Pull out each line of the material below that contains the string "negative". Matches must have the same capitalization.

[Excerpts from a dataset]
------------------------------------------------------------------------

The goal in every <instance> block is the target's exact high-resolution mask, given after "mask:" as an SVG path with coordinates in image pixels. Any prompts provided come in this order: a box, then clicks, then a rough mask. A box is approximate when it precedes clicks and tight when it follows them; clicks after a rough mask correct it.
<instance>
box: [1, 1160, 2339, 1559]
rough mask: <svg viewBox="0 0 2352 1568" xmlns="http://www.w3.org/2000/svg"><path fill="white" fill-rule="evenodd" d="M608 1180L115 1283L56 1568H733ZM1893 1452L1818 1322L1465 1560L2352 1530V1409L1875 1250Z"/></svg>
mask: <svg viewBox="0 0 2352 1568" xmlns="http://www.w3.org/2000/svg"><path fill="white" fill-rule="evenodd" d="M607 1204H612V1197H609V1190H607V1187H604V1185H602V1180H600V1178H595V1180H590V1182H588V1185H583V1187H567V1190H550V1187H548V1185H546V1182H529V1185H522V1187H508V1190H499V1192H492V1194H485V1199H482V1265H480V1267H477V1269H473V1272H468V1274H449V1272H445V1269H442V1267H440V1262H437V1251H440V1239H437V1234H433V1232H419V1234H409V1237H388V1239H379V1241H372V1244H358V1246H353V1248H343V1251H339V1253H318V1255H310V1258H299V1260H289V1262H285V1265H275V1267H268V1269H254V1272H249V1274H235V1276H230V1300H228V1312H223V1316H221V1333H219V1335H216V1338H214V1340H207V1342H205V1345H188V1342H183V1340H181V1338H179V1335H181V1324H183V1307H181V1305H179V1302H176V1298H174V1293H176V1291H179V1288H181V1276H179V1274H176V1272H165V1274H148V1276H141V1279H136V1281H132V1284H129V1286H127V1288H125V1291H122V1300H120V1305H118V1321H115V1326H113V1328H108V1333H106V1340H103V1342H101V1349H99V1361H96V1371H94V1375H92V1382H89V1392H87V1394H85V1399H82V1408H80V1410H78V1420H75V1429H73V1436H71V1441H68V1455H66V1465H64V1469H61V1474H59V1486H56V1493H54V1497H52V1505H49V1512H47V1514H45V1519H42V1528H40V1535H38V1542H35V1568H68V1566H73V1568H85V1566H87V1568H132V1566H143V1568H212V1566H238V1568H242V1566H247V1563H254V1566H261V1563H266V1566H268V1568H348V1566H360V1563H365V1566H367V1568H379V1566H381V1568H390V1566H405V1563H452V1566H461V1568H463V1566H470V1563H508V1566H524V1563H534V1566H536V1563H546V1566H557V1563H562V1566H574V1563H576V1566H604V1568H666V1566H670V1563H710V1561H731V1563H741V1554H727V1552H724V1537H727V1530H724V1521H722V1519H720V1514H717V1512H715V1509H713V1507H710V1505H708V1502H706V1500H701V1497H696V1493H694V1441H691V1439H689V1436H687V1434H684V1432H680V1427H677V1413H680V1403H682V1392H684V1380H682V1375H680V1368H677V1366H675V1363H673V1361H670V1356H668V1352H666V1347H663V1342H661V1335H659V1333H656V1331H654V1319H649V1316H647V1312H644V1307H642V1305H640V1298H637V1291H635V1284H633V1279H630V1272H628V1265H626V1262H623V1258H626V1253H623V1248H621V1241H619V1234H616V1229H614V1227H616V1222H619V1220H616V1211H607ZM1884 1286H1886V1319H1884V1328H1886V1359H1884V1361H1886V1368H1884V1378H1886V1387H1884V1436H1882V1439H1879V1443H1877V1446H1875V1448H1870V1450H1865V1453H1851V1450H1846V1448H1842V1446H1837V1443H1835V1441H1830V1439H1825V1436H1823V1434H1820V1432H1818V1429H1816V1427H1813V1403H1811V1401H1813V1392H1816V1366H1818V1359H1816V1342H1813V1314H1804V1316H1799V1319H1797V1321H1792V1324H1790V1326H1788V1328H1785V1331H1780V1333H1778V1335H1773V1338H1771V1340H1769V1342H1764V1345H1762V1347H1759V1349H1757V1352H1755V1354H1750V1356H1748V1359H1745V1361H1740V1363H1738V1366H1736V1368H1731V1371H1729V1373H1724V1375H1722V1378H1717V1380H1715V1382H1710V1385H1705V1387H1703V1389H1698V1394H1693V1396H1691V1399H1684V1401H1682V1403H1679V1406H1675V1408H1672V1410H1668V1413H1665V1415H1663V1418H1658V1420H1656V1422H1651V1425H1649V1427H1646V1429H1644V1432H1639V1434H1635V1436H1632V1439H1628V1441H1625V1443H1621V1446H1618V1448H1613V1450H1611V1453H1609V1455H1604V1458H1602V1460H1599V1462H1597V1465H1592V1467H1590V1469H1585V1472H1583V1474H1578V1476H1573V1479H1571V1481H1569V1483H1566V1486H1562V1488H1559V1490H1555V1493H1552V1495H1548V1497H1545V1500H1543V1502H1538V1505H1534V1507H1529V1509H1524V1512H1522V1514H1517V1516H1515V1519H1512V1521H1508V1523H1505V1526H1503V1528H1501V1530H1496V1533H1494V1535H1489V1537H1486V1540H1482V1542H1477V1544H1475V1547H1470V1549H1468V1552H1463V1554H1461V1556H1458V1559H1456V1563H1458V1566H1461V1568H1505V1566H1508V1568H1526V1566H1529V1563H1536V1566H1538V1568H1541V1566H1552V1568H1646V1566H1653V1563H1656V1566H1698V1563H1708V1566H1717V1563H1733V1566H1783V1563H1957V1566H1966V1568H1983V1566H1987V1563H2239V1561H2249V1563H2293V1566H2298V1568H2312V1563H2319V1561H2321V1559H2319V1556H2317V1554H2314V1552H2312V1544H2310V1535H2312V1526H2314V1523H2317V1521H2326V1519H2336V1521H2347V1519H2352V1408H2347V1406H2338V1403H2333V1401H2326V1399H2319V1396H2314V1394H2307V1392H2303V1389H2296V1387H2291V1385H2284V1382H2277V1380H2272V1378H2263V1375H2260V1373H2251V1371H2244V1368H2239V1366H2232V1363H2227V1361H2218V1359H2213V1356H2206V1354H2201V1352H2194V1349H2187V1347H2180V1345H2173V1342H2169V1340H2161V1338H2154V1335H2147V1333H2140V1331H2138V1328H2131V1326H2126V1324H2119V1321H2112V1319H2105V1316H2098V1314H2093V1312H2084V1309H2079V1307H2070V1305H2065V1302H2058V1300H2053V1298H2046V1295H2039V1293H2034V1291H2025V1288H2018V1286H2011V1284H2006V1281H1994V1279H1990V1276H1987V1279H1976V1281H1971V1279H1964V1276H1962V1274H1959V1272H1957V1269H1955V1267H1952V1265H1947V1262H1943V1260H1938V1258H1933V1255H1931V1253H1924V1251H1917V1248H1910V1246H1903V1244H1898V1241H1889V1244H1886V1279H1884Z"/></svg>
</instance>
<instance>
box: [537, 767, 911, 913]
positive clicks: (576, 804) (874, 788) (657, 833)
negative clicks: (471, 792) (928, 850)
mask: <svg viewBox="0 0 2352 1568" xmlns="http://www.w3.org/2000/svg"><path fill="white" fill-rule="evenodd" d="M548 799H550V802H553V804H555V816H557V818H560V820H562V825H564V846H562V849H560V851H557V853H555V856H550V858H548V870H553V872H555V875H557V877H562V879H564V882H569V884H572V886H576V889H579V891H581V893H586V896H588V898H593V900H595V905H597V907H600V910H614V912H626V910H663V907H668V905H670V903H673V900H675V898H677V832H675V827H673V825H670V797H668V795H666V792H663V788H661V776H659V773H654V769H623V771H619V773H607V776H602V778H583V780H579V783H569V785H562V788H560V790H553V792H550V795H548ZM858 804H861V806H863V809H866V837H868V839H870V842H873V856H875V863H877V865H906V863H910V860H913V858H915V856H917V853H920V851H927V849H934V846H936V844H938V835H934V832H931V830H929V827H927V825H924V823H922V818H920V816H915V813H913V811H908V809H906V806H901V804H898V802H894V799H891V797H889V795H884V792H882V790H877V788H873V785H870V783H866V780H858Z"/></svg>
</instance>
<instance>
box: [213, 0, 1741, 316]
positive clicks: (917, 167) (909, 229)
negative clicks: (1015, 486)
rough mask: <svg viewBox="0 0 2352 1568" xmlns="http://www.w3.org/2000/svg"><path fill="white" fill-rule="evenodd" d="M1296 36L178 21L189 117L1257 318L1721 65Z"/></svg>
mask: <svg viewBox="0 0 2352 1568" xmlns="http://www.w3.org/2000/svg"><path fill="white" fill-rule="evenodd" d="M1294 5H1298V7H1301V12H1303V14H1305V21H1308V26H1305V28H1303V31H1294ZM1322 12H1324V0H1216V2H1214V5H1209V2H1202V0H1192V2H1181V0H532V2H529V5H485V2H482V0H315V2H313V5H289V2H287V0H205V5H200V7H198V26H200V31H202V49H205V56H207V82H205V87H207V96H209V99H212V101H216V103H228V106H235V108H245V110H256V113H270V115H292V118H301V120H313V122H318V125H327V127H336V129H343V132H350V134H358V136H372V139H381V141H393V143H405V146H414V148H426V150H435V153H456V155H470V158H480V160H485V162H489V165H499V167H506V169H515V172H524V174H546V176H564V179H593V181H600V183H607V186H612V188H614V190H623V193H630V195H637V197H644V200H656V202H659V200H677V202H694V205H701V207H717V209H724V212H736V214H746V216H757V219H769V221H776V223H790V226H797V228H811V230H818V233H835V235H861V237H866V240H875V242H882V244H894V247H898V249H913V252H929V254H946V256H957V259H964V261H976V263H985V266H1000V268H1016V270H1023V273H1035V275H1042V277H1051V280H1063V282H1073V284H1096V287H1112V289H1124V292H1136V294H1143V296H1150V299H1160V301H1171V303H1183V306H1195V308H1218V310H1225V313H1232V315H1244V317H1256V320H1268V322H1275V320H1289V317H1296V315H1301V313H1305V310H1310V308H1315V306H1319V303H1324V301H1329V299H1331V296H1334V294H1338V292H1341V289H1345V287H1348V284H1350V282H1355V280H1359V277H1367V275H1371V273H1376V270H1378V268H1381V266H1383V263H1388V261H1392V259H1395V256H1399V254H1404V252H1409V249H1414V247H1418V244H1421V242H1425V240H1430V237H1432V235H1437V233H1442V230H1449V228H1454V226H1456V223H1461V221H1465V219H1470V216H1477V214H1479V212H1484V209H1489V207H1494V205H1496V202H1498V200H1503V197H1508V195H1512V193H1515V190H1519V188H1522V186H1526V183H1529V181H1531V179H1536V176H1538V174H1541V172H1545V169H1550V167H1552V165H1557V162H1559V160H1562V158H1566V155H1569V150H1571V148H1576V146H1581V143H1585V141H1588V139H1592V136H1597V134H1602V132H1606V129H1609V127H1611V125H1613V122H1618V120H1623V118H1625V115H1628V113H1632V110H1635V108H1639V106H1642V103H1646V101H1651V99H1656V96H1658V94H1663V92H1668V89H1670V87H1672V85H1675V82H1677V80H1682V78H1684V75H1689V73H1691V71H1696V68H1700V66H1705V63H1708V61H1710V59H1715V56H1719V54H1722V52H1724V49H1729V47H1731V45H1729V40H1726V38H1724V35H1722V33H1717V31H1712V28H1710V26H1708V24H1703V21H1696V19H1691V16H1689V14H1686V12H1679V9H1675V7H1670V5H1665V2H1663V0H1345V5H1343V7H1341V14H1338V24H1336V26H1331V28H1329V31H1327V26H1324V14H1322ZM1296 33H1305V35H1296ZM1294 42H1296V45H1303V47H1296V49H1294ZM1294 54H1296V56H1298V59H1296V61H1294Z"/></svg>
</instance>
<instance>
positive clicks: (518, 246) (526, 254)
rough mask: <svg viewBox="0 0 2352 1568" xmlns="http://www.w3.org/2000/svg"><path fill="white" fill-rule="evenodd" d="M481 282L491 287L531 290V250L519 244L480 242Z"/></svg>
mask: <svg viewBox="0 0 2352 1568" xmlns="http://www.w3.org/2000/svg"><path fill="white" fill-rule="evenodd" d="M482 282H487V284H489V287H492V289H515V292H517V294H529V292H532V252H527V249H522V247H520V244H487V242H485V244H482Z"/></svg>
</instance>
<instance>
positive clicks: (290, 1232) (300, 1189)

------------------------------------------------------------------------

▶ **WRITTEN REPLY**
negative clicks: (471, 792) (928, 850)
negative clicks: (1015, 486)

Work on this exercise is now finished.